- [Given problem]: Reproduce every line of the entries below word for word, leaving the picture out of your answer.

— Start of Exercise materials —

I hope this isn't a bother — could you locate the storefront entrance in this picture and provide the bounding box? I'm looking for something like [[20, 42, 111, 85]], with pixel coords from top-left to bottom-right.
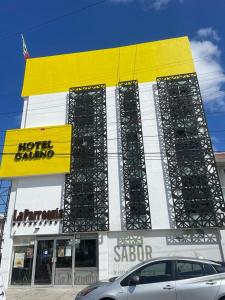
[[11, 235, 98, 286]]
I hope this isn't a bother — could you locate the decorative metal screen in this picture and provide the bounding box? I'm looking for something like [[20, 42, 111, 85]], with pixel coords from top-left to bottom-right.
[[157, 73, 225, 228], [119, 81, 151, 230], [63, 85, 109, 232]]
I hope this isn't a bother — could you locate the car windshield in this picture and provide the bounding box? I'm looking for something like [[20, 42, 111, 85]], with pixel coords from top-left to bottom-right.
[[213, 264, 225, 273]]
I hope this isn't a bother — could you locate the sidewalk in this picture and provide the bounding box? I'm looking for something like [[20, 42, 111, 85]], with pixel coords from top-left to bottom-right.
[[6, 286, 84, 300]]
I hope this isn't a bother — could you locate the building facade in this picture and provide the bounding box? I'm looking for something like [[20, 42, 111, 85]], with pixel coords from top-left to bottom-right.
[[0, 37, 225, 286]]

— End of Exercise materials —

- [The solution]:
I hope this isn't a bother — could you locate the storefront entrance in this picture and provide the bounding box? I'm looking for something like [[20, 42, 111, 85]], with pixel coords from top-left to bottom-right.
[[11, 235, 98, 286]]
I hope this isn't a bother — could you locate the decorative metal screen in this picture and provide the bounding box? I'm looking for something like [[20, 42, 111, 85]], with pixel coords from top-left to bottom-right.
[[157, 73, 225, 228], [119, 81, 151, 230], [63, 85, 109, 232]]
I hope this isn't a bother — could you locate the car windshield in this picture and provide the bounding box? I'm looking for something like [[20, 42, 111, 85]], with pixel coords from top-left to bottom-right.
[[213, 264, 225, 273]]
I hope this isn't a bother — could you locate the sidewalk in this picture and provide the bounding box? I'm looking for something like [[20, 42, 111, 85]], with pixel coords from top-left to bottom-right.
[[6, 286, 84, 300]]
I hope this isn't a bother — could you locate the building facade in this picture and provide the bounding box? I'm looking for something like [[20, 42, 111, 85]], with pixel coords from top-left to bottom-right.
[[0, 37, 225, 286]]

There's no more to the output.